[BEGIN Material provided]
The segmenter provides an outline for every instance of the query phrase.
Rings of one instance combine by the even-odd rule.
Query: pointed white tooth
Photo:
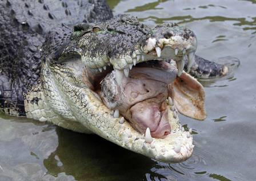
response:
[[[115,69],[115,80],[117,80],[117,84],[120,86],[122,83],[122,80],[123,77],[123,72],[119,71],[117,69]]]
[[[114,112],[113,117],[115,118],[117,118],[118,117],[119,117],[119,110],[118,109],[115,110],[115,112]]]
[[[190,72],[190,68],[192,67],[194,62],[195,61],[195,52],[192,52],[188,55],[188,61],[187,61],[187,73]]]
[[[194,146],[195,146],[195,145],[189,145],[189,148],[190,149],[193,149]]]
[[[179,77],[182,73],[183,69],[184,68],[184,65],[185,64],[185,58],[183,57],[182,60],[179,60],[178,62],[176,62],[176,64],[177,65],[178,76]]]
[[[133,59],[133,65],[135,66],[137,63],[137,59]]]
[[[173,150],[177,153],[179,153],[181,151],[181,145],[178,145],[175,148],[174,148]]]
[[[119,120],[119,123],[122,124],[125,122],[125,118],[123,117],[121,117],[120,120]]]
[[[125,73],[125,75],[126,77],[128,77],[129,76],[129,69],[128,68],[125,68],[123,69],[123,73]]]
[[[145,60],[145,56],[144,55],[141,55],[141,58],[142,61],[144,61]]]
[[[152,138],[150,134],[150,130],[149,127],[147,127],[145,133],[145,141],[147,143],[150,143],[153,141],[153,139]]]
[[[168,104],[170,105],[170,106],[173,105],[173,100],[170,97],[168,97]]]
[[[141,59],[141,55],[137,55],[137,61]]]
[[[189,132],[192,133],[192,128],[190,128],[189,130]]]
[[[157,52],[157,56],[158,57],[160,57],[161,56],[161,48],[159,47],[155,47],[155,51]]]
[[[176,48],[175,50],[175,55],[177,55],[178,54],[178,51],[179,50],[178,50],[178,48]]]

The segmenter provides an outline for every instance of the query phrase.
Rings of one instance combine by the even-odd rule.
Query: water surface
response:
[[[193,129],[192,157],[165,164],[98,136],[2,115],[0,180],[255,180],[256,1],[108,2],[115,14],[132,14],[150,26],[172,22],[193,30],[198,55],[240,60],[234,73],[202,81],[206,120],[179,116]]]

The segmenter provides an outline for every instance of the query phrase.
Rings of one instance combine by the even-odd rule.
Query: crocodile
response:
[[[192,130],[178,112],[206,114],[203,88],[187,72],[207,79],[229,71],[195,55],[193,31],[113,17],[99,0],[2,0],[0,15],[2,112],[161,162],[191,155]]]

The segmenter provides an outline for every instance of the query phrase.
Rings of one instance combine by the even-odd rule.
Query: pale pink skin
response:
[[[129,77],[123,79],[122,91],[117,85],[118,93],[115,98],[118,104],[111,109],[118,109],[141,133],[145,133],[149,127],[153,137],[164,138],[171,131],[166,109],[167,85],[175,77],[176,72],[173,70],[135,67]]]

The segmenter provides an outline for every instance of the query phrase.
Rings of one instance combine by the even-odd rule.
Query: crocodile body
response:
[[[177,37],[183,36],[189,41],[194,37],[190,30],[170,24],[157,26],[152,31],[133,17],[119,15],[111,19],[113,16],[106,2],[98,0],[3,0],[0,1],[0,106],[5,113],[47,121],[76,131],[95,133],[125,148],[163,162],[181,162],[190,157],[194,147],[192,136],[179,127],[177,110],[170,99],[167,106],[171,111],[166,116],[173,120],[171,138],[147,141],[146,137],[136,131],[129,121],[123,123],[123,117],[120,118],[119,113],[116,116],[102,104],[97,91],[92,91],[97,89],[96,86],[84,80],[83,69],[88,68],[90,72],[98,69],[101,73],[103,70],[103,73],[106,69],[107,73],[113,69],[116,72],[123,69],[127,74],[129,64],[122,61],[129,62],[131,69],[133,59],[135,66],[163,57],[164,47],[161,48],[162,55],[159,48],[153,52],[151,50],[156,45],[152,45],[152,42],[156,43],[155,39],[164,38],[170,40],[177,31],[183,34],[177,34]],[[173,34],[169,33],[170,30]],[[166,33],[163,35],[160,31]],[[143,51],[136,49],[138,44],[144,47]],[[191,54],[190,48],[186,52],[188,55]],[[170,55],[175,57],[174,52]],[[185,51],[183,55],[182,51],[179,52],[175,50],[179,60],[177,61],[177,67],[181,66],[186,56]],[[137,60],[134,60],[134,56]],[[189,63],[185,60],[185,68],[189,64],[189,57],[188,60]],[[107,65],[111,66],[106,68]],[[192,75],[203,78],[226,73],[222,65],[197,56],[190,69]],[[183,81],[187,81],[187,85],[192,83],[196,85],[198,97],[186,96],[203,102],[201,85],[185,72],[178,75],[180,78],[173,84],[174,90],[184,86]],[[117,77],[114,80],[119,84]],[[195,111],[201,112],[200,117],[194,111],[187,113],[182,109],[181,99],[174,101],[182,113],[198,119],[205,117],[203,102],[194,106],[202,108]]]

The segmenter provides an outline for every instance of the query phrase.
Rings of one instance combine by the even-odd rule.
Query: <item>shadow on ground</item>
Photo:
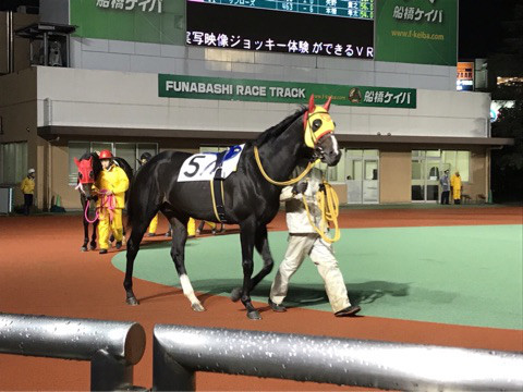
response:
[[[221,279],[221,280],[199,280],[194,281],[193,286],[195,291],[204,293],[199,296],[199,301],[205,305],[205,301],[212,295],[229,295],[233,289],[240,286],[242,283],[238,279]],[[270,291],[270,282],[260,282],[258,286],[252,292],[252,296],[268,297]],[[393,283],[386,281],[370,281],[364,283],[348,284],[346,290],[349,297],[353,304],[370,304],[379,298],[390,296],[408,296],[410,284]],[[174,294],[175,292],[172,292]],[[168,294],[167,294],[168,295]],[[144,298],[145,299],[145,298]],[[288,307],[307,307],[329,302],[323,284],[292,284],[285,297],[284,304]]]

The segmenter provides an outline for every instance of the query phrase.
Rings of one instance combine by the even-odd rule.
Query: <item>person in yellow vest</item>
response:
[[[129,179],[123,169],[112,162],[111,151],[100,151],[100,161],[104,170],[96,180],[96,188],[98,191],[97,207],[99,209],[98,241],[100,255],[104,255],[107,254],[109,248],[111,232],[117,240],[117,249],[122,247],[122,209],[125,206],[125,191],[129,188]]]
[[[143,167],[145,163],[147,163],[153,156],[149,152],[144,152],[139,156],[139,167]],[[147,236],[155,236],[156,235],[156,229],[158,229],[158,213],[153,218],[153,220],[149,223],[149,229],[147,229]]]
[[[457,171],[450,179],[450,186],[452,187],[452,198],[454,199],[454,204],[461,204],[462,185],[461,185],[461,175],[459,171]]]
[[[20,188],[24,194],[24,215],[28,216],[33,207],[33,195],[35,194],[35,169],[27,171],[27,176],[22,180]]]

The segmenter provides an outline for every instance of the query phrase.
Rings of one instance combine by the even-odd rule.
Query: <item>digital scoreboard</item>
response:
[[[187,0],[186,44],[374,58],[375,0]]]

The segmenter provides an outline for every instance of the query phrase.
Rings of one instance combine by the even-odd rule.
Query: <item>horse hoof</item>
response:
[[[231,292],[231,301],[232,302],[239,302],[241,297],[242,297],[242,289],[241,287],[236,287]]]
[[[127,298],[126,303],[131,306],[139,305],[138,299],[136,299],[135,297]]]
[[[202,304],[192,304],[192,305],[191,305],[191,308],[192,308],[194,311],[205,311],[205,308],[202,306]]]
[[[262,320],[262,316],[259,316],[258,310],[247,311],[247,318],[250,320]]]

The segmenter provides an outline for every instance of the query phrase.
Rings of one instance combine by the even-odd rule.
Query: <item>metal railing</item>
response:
[END Material provided]
▶ **Your instructions**
Leave out all pictures, then copy the remaining material exactly.

▶ **Response for this exercise**
The segmenter provides an outline for every instance of the query phrase.
Rings of one instance combine by the even-odd rule.
Query: pointed white tooth
Photo:
response:
[[[115,69],[115,80],[117,80],[117,84],[120,86],[122,83],[122,80],[123,77],[123,72],[119,71],[117,69]]]
[[[114,112],[113,117],[115,118],[117,118],[118,117],[119,117],[119,110],[118,109],[115,110],[115,112]]]
[[[190,72],[190,68],[192,67],[194,62],[195,61],[195,52],[192,52],[188,55],[188,61],[187,61],[187,73]]]
[[[194,146],[195,146],[195,145],[189,145],[189,148],[190,149],[193,149]]]
[[[179,77],[182,73],[183,69],[184,68],[184,65],[185,64],[185,58],[183,57],[182,60],[179,60],[178,62],[176,62],[176,64],[177,65],[178,76]]]
[[[133,59],[133,65],[135,66],[137,63],[137,59]]]
[[[173,150],[177,153],[179,153],[181,151],[181,145],[178,145],[175,148],[174,148]]]
[[[119,120],[119,123],[122,124],[125,122],[125,118],[123,117],[121,117],[120,120]]]
[[[125,73],[125,75],[126,77],[128,77],[129,76],[129,69],[128,68],[125,68],[123,69],[123,73]]]
[[[145,60],[145,56],[144,55],[141,55],[141,58],[142,61],[144,61]]]
[[[152,138],[150,134],[150,130],[149,127],[147,127],[145,133],[145,141],[147,143],[150,143],[153,141],[153,139]]]
[[[168,104],[170,105],[170,106],[173,105],[173,100],[170,97],[168,97]]]
[[[141,59],[141,55],[137,55],[137,61]]]
[[[189,132],[192,133],[192,128],[190,128],[189,130]]]
[[[157,52],[157,56],[158,57],[160,57],[161,56],[161,48],[159,47],[155,47],[155,51]]]
[[[176,48],[175,50],[175,55],[177,55],[178,54],[178,51],[179,50],[178,50],[178,48]]]

The segmenter provides an outline for every instance of the query phrase.
Rings of one instance combine by the even-odd rule.
Query: water surface
response:
[[[193,129],[192,157],[165,164],[98,136],[2,115],[0,180],[255,180],[256,1],[108,2],[115,14],[132,14],[150,26],[172,22],[193,30],[198,55],[240,60],[234,73],[202,81],[206,120],[179,116]]]

The segmenter provides an outline for every instance of the query phrase.
Rings of one instance combine by the even-odd rule.
Query: crocodile
response:
[[[192,130],[178,112],[206,114],[203,88],[187,72],[207,79],[229,71],[195,55],[193,31],[113,17],[99,0],[2,0],[0,15],[2,112],[161,162],[191,155]]]

The segmenter provides an outline for every instance of the query phrase.
Rings of one instance combine by the even-odd rule.
Query: pale pink skin
response:
[[[129,77],[123,79],[122,91],[117,85],[118,93],[115,98],[118,104],[111,109],[118,109],[141,133],[145,133],[149,127],[153,137],[164,138],[171,131],[166,109],[167,85],[175,77],[176,72],[173,70],[135,67]]]

The segmenter provides an outline for every instance of the query phrase.
Rings of one instance combine by the even-odd rule.
Query: crocodile body
response:
[[[177,37],[183,36],[189,41],[194,37],[190,30],[170,24],[157,26],[152,31],[133,17],[119,15],[111,19],[113,16],[106,2],[98,0],[3,0],[0,1],[0,106],[5,113],[47,121],[76,131],[95,133],[125,148],[163,162],[181,162],[190,157],[194,147],[192,136],[179,127],[177,110],[170,99],[167,106],[171,111],[166,116],[173,120],[171,138],[147,141],[146,137],[136,131],[129,121],[123,123],[123,117],[120,118],[119,113],[116,116],[102,104],[97,91],[92,91],[97,89],[96,86],[84,80],[83,69],[88,68],[90,72],[98,69],[101,73],[103,70],[103,73],[106,69],[107,73],[113,69],[116,72],[123,69],[127,74],[129,64],[122,61],[129,62],[131,69],[133,59],[135,66],[163,57],[164,47],[161,48],[162,55],[159,48],[153,52],[151,50],[156,45],[152,45],[152,42],[156,43],[155,39],[164,38],[170,40],[177,31],[183,34],[177,34]],[[173,34],[169,33],[170,30]],[[166,33],[163,35],[160,31]],[[143,51],[136,49],[138,44],[144,47]],[[191,54],[190,48],[186,52],[188,55]],[[170,55],[175,57],[174,52]],[[185,51],[183,55],[182,51],[179,52],[175,50],[179,60],[177,61],[177,67],[181,66],[186,56]],[[137,60],[134,60],[134,56]],[[189,63],[185,60],[185,68],[189,64],[189,57],[188,60]],[[107,65],[111,66],[106,68]],[[192,75],[203,78],[226,73],[222,65],[197,56],[190,69]],[[183,81],[187,81],[187,85],[192,83],[196,85],[198,97],[186,96],[203,102],[201,85],[185,72],[178,75],[180,78],[173,84],[174,90],[184,86]],[[117,77],[114,80],[119,84]],[[195,111],[201,112],[200,117],[194,111],[187,113],[182,109],[181,99],[174,101],[182,113],[198,119],[205,117],[203,102],[194,106],[202,108]]]

The segmenter provides an outline for every instance of the query phrase.
Rings of one instance combine by the even-odd rule.
Query: <item>shadow on ground</item>
Photo:
response:
[[[221,279],[221,280],[199,280],[194,281],[193,286],[195,291],[204,293],[199,296],[199,301],[205,305],[205,301],[212,295],[229,295],[233,289],[240,286],[242,283],[238,279]],[[270,291],[270,282],[260,282],[258,286],[252,292],[252,296],[268,297]],[[393,283],[386,281],[370,281],[364,283],[348,284],[346,290],[349,297],[353,304],[370,304],[379,298],[390,296],[408,296],[410,284]],[[174,294],[175,292],[172,292]],[[168,294],[167,294],[168,295]],[[144,298],[145,299],[145,298]],[[288,307],[307,307],[329,302],[323,284],[292,284],[285,297],[284,304]]]

The segmenter provides an outline for every instance of the query phrase.
Rings of one instance combine by the even-odd rule.
Query: <item>person in yellow vest</item>
response:
[[[129,179],[123,169],[112,162],[111,151],[100,151],[100,161],[104,170],[96,180],[96,188],[98,191],[97,207],[99,209],[98,241],[100,255],[104,255],[107,254],[109,248],[111,232],[117,240],[117,249],[122,247],[122,209],[125,206],[125,191],[129,188]]]
[[[143,167],[145,163],[147,163],[153,156],[149,152],[144,152],[139,156],[139,167]],[[147,236],[155,236],[156,235],[156,229],[158,229],[158,213],[153,218],[153,220],[149,223],[149,229],[147,229]]]
[[[457,171],[450,179],[450,186],[452,187],[452,198],[454,199],[454,204],[461,204],[462,185],[461,185],[461,175],[459,171]]]
[[[20,188],[24,194],[24,215],[28,216],[33,207],[33,195],[35,194],[35,169],[27,171],[27,176],[22,180]]]

The segmenter provides an outline for every instance of the query phrase.
Rings of one instance combine by the even-odd rule.
Query: <item>digital scoreboard</item>
response:
[[[187,0],[186,44],[374,58],[375,0]]]

The segmenter provides an outline for every instance of the query phrase.
Rings of one instance combine by the even-odd rule.
Query: <item>horse hoof</item>
response:
[[[231,292],[231,301],[232,302],[239,302],[241,297],[242,297],[242,289],[241,287],[236,287]]]
[[[127,298],[126,303],[131,306],[139,305],[138,299],[136,299],[135,297]]]
[[[202,304],[192,304],[192,305],[191,305],[191,308],[192,308],[194,311],[205,311],[205,308],[202,306]]]
[[[262,320],[262,316],[259,316],[258,310],[247,311],[247,318],[250,320]]]

The segmenter provides an outline for every instance of the query phrase.
Rings of one instance combine by the even-odd rule.
Query: <item>metal railing</item>
response:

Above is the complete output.